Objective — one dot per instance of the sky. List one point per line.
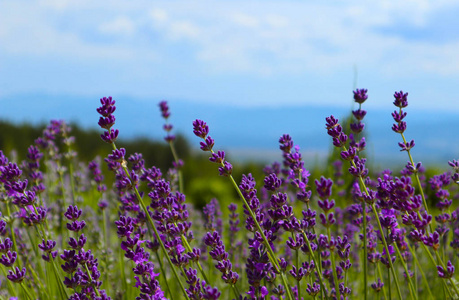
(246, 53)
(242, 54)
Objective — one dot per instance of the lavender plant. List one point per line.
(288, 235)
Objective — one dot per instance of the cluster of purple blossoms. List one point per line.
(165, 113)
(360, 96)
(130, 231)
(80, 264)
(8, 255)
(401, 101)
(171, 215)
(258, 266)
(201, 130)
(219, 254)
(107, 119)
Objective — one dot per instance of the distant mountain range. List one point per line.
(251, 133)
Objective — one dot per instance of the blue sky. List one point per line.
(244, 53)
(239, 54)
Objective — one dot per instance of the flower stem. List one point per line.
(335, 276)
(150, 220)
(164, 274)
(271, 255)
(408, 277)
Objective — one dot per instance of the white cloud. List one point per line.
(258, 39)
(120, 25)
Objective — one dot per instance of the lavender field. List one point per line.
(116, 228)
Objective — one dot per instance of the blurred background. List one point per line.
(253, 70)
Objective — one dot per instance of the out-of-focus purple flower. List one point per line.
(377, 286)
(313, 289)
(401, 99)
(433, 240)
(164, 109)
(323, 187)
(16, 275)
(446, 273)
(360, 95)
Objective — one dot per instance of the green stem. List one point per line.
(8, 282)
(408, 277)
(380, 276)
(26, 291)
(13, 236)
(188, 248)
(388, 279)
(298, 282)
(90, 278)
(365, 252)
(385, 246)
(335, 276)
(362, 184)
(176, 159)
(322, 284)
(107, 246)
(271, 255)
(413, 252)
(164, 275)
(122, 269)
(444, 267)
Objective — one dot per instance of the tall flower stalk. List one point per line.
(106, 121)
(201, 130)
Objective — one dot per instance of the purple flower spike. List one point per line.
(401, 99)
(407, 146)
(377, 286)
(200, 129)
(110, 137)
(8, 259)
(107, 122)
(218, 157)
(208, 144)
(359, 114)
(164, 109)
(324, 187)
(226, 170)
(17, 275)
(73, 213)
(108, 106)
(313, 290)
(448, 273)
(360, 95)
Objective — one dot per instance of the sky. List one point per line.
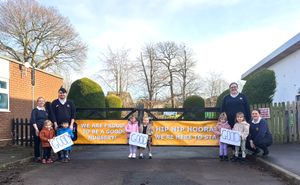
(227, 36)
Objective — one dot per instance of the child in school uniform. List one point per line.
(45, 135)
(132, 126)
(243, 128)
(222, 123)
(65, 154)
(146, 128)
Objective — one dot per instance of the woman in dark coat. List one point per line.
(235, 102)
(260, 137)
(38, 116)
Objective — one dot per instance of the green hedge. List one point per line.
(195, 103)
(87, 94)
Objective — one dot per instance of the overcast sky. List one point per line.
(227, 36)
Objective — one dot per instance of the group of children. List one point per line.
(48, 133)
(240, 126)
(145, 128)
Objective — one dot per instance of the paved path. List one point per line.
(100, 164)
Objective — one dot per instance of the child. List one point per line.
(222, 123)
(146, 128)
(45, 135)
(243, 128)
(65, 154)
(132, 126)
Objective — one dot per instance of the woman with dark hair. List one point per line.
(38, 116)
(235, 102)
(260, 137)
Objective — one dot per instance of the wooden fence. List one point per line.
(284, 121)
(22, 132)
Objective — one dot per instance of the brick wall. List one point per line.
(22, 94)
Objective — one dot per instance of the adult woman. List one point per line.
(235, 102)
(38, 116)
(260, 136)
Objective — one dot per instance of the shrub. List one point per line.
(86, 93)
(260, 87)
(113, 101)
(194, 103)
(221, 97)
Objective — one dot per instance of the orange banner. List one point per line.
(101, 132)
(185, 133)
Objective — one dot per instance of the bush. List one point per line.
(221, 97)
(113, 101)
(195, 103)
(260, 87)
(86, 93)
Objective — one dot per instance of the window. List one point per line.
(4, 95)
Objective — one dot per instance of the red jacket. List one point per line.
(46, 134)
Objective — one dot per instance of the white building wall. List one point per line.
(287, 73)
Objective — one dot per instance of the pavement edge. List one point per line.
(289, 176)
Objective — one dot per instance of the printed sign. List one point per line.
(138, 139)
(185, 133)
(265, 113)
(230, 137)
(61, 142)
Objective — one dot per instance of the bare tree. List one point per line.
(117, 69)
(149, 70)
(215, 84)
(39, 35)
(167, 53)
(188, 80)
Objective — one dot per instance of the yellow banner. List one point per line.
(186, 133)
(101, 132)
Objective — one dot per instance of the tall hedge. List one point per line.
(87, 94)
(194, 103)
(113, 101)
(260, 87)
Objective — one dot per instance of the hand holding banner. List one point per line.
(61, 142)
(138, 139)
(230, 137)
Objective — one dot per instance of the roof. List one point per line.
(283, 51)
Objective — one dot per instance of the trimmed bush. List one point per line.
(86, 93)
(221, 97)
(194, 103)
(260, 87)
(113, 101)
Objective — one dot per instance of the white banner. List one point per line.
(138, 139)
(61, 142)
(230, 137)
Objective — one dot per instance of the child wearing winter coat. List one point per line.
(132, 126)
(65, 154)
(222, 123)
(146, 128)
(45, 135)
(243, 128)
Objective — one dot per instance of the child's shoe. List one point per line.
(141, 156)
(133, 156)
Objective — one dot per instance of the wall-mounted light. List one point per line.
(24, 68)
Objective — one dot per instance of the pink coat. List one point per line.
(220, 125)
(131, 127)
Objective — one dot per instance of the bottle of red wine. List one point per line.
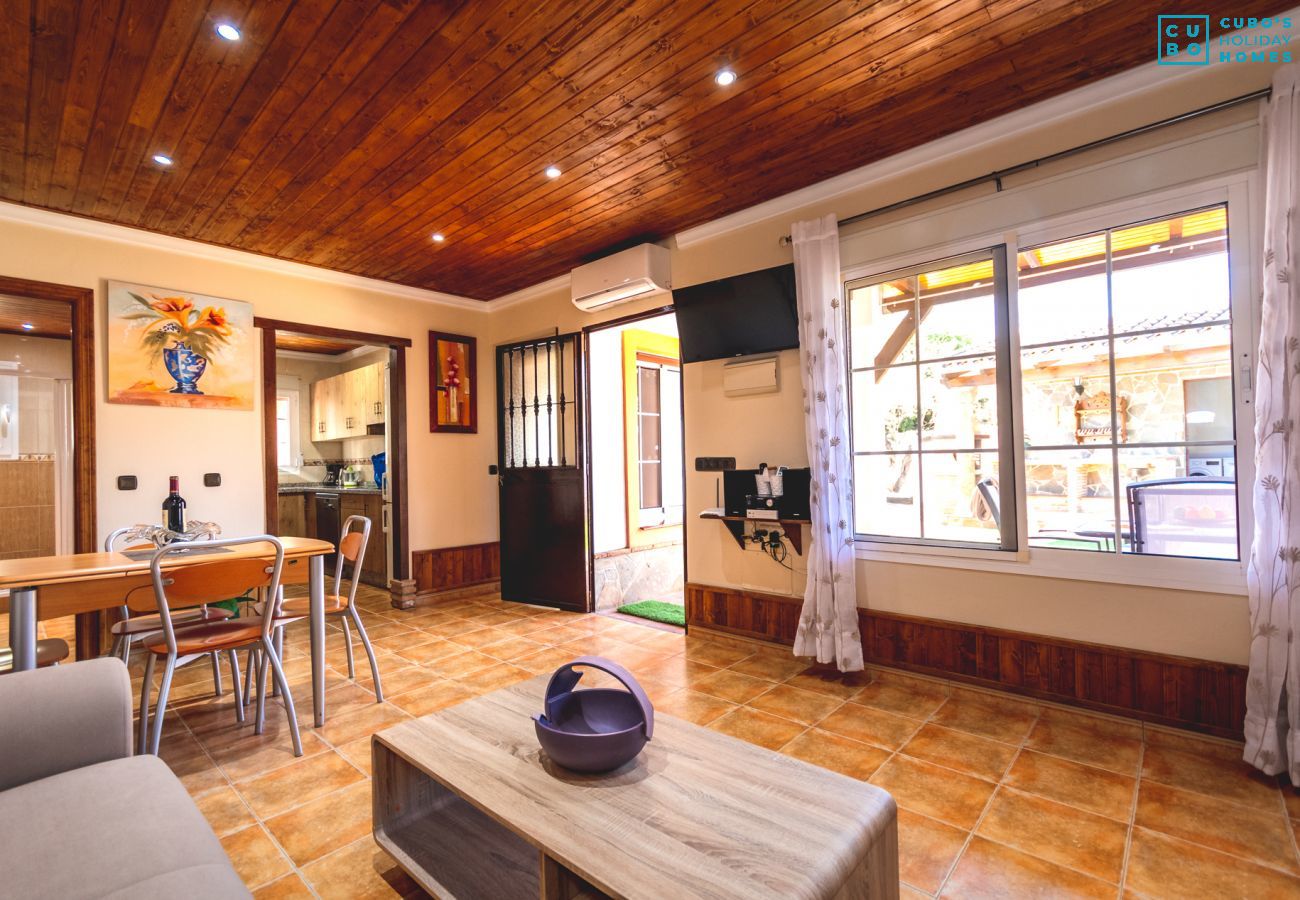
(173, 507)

^^^^^^^^

**EXERCISE PROMPT**
Excluding the pictures, transcribe all of the entries exactly.

**TASK OUTPUT**
Objective — one dot per instance of the sky. List one point per line.
(246, 53)
(242, 54)
Objective — one dot per instance of the lavender plant. List one point per line.
(288, 235)
Objective — one dot per instance of the cluster of purple blossoms. List one point per line.
(165, 113)
(360, 96)
(130, 231)
(80, 264)
(8, 255)
(401, 101)
(171, 215)
(258, 266)
(201, 130)
(219, 254)
(107, 119)
Objective — one dot per instance of the distant mountain range. List one point per line.
(251, 133)
Objective — one dot per instance of the blue sky. List one point per line.
(244, 53)
(239, 54)
Objective — one dot per instance of the flower stem. List one point per line.
(335, 276)
(150, 220)
(164, 274)
(271, 255)
(408, 277)
Objective — one dot per instance of the white cloud. List one point per line.
(258, 39)
(120, 25)
Objective — one dot per instance of the lavender field. List one point per line.
(116, 228)
Objective — one dot per instance of the blurred background. List one point per line.
(253, 70)
Objective — one dot per instance of the out-of-focus purple flower. List one point per line.
(377, 286)
(313, 289)
(401, 99)
(433, 240)
(164, 109)
(323, 187)
(16, 275)
(446, 273)
(360, 95)
Objective — one dot per instance of the green stem. List one point per line.
(8, 282)
(408, 277)
(380, 276)
(26, 291)
(13, 236)
(188, 248)
(388, 279)
(298, 282)
(90, 278)
(365, 252)
(385, 246)
(335, 276)
(362, 184)
(176, 159)
(322, 284)
(107, 246)
(271, 255)
(413, 252)
(164, 275)
(122, 269)
(444, 267)
Objective — one dot per instance of the tall flower stalk. List one point per line.
(106, 121)
(201, 130)
Objective — one dot per instance of the purple flower spike. List one point per line.
(401, 99)
(407, 146)
(377, 286)
(200, 129)
(110, 137)
(8, 259)
(107, 122)
(218, 157)
(208, 144)
(359, 114)
(164, 109)
(324, 187)
(226, 170)
(17, 275)
(73, 213)
(108, 106)
(313, 290)
(448, 273)
(360, 95)
Objective — one dot per instance of the sky. List one point per line.
(227, 36)
Objective — one dot per instance of the child in school uniform. List one point per line.
(45, 135)
(132, 126)
(243, 128)
(222, 123)
(65, 154)
(146, 128)
Objective — one dot per instance of the woman in dark coat. List one point per line.
(235, 102)
(260, 137)
(38, 116)
Objective — one dot per instance of the green hedge. List one point per line.
(195, 103)
(87, 94)
Objective — one dot per instance of the overcast sky. List one point per line.
(227, 36)
Objective — one dot per instance of the group of children. List one point per line.
(48, 133)
(240, 126)
(145, 128)
Objective — one dot per instance of the paved path. List one point per line.
(100, 164)
Objective — one dot per instance of the child. List one point per line.
(222, 123)
(146, 128)
(45, 135)
(243, 128)
(65, 154)
(132, 126)
Objective — one dot per instance of the woman with dark hair. List one point per line.
(38, 116)
(235, 102)
(260, 137)
Objective — one dot per instance of the wooden fence. List one point per line.
(284, 121)
(22, 132)
Objective — one dot per instance of the brick wall. List one point per line.
(22, 94)
Objective — one dot per instance of the adult woman. List one point per line.
(235, 102)
(38, 116)
(260, 136)
Objective — one dot per instance of the shrub. List one point per line.
(86, 93)
(260, 87)
(113, 101)
(194, 103)
(221, 97)
Objective — one dot per instance of the orange banner. List one point per line.
(101, 132)
(185, 133)
Objective — one dot per instance of the bush. List one point per line.
(221, 97)
(113, 101)
(195, 103)
(260, 87)
(86, 93)
Objective — one dot per instance of the window. List one point per line.
(4, 95)
Objective — one dot per instance of the red jacket. List one point per line.
(46, 134)
Objective — one dot per instance of the white building wall. List one point per line.
(287, 73)
Objective — one dot per instance of the pavement edge. List one point per line.
(289, 176)
Objective — one dot per instance of the printed sign. List one point per line.
(138, 139)
(185, 133)
(265, 113)
(230, 137)
(61, 142)
Objective — one dot per instance of the bare tree. List one point per line.
(117, 69)
(149, 70)
(215, 84)
(39, 35)
(167, 53)
(188, 80)
Objective — one dot per instance of the yellow banner. List one point per line.
(186, 133)
(101, 132)
Objective — one dot per instance of the tall hedge. List one point per line.
(87, 94)
(194, 103)
(113, 101)
(260, 87)
Objective — one dot per instance of the hand holding banner. List one point per line.
(61, 142)
(138, 139)
(230, 137)
Objective — one dot per instance of the roof. List one point per line.
(283, 51)
Objective — one dot per instance of the trimmed bush. List one point per line.
(86, 93)
(221, 97)
(194, 103)
(260, 87)
(113, 101)
Objective — one dot per instance of the white banner. List one point per line.
(138, 139)
(61, 142)
(230, 137)
Objective — one dot per instance of the child wearing winter coat. List one point per line.
(132, 126)
(65, 154)
(222, 123)
(146, 128)
(45, 135)
(243, 128)
Objective — one dot per instance of the child's shoe. List one point per line.
(141, 156)
(133, 156)
Objective — one dot per instance of the wall-mounted light. List one point per line.
(24, 68)
Objective — one dot per instance of the pink coat. List one point per line.
(220, 125)
(131, 127)
Objective — one dot per instance of the bottle of red wine. List one point per line.
(173, 507)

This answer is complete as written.